#### What you are asked to do:
Quote the lines below exactly, from the one that holds "Identify each instance of the ceiling" through the final line of the records, and only those.

#### The input:
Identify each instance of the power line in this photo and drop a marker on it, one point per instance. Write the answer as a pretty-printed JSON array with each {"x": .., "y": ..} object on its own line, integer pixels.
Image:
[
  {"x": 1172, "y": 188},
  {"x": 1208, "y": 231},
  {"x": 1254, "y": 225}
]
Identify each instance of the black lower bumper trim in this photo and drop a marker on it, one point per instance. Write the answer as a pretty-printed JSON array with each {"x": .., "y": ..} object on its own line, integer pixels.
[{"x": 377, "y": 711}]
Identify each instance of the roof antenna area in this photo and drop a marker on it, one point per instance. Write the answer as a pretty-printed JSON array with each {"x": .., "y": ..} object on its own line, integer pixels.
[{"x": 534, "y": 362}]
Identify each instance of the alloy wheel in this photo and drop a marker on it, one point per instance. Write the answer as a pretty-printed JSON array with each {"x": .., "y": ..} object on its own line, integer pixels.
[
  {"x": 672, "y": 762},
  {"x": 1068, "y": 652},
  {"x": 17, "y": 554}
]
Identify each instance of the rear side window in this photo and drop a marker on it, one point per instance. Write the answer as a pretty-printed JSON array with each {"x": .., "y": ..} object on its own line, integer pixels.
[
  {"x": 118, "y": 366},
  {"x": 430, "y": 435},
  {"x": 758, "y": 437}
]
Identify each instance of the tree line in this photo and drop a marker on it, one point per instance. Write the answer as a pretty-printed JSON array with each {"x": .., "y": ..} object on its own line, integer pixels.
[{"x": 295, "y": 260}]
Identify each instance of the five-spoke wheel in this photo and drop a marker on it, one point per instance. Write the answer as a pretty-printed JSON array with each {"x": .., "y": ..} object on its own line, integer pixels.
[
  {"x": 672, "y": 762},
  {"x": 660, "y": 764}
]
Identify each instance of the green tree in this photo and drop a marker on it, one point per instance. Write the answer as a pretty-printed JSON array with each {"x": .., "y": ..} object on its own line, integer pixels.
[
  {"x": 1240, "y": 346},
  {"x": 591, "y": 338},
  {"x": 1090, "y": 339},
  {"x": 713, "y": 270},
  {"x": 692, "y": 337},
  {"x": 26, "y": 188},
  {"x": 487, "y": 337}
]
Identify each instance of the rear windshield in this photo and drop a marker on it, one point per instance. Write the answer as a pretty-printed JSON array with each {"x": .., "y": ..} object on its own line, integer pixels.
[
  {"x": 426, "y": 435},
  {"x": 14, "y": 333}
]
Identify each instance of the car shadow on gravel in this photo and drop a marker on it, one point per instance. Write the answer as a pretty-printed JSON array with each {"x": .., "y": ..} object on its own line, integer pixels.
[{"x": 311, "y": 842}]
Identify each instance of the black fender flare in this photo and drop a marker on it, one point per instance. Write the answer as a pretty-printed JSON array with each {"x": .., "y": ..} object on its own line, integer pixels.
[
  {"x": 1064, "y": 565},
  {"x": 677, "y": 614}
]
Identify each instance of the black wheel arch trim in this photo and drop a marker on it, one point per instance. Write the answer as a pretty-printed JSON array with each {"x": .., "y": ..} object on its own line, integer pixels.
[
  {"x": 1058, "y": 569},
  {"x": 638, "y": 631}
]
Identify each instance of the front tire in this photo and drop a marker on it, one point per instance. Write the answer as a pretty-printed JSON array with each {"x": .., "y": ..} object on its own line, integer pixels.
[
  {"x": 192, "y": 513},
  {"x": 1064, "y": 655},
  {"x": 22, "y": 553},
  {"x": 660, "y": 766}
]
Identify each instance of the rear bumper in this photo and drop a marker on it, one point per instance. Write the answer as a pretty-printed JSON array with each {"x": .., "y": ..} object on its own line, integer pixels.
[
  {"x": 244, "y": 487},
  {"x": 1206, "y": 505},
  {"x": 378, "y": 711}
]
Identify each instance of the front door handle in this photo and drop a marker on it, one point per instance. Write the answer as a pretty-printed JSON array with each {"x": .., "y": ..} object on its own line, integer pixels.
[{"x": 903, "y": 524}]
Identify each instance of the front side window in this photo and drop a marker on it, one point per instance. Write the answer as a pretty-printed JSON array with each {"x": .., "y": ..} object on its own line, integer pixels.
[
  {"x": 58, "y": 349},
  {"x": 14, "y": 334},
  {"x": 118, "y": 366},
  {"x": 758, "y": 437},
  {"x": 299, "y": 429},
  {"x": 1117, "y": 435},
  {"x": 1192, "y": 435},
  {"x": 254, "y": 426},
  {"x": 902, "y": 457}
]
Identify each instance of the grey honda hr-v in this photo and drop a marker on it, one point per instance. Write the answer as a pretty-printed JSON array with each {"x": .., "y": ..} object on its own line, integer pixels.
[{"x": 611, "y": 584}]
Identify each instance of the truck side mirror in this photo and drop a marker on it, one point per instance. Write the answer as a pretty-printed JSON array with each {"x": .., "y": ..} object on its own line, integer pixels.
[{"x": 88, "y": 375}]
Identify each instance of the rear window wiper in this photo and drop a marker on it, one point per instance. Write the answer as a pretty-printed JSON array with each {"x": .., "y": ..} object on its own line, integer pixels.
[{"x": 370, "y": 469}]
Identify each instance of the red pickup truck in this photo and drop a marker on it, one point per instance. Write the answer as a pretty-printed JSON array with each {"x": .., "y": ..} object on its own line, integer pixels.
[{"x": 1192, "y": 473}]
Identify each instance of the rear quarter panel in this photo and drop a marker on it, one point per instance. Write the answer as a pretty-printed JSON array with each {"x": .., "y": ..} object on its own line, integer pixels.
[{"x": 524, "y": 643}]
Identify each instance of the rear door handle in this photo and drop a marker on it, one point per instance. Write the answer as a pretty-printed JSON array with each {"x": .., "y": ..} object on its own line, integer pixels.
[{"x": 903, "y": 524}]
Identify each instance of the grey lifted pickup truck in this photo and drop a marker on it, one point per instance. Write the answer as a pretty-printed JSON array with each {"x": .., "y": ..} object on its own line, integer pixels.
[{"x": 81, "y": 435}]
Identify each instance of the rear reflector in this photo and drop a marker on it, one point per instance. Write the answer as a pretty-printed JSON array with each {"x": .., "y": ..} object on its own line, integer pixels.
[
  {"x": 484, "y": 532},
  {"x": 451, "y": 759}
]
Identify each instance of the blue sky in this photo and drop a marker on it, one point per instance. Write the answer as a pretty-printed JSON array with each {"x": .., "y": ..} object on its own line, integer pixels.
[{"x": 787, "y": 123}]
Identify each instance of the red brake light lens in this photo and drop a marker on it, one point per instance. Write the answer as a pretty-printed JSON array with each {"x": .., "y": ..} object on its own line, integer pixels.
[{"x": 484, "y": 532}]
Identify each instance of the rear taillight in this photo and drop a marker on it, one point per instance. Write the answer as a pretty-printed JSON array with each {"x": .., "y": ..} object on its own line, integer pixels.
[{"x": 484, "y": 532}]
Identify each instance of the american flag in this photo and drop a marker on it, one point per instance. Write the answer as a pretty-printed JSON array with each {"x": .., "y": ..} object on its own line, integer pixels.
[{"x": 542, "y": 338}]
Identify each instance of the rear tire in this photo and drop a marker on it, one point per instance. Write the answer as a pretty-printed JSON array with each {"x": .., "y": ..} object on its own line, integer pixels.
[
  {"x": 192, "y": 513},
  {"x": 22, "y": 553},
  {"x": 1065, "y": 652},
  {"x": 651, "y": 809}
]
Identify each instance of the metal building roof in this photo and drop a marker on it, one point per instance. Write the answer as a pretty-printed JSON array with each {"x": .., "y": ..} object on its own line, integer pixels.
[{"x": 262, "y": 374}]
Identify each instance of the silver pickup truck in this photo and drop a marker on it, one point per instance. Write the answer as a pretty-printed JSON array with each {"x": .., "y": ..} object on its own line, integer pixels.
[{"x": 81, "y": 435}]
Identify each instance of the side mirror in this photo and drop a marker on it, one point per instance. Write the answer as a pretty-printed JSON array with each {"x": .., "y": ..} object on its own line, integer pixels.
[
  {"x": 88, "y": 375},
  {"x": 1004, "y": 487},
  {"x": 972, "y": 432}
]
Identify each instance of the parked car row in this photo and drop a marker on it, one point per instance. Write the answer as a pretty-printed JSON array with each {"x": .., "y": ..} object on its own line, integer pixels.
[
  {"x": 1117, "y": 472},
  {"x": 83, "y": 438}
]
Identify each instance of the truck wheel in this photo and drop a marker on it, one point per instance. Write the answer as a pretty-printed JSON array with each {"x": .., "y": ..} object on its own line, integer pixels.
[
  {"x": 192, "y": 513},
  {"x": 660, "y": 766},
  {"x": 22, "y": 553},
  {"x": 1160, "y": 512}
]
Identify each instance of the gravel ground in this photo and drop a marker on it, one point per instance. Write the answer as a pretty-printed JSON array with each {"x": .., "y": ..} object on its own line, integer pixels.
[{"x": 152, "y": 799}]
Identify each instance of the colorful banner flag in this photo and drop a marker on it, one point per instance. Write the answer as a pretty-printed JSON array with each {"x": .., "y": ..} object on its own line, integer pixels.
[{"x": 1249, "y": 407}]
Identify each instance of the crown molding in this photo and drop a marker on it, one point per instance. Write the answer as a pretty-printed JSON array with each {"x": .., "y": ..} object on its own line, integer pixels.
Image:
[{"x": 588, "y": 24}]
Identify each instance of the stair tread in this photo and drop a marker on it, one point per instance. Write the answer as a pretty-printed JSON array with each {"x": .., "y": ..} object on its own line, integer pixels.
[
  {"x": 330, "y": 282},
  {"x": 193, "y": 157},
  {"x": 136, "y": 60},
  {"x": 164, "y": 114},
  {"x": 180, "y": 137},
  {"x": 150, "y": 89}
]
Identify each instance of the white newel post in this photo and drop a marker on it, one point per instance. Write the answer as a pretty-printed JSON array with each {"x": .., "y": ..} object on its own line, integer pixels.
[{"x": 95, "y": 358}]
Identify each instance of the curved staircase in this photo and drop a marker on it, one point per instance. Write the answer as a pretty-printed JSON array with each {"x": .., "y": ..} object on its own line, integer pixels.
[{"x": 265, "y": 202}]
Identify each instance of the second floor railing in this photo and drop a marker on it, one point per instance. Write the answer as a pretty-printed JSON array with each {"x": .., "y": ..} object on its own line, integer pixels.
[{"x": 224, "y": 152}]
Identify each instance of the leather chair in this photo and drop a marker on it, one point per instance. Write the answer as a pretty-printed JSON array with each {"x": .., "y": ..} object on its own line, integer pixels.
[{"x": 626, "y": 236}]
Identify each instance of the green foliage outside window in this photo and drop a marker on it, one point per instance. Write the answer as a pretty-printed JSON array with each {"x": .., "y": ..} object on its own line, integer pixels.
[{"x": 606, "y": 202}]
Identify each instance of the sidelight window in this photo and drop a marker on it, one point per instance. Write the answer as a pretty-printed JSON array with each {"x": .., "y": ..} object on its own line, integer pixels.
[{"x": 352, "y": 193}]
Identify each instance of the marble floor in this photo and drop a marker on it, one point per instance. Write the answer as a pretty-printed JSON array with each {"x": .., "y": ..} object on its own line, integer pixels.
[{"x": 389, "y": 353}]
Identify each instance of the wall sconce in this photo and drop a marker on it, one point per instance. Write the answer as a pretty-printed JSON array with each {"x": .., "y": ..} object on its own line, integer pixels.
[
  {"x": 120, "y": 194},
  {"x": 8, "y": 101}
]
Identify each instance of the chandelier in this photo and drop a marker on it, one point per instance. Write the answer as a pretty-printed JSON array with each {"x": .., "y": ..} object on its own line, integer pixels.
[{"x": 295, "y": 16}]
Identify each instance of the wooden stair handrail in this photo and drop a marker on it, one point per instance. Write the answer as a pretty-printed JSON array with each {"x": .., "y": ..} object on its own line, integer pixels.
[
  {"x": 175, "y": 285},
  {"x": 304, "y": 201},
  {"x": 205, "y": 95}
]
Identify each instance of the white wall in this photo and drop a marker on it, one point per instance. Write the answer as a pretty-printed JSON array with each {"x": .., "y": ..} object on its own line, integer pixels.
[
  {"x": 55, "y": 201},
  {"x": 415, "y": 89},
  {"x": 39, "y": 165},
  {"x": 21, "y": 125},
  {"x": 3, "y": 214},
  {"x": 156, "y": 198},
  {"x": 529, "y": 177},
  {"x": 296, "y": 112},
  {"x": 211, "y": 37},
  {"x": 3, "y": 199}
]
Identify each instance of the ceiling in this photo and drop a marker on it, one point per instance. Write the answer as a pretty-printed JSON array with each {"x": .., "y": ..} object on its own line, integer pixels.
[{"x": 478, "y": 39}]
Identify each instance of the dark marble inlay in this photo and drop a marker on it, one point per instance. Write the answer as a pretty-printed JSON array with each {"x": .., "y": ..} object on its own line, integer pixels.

#### Result for this exercise:
Identify each instance of the ceiling in this photo and drop a marker on it, one point per instance. Write the answer as a pretty-printed JSON array with each {"x": .., "y": ..} object on its own line, integer pixels.
[{"x": 478, "y": 39}]
Identify each instance of the dark marble inlay in this photo and drop a marker on it, one point per instance. Write the answer as a pretty-printed JSON array with each {"x": .., "y": ..} object on its own line, integer pixels.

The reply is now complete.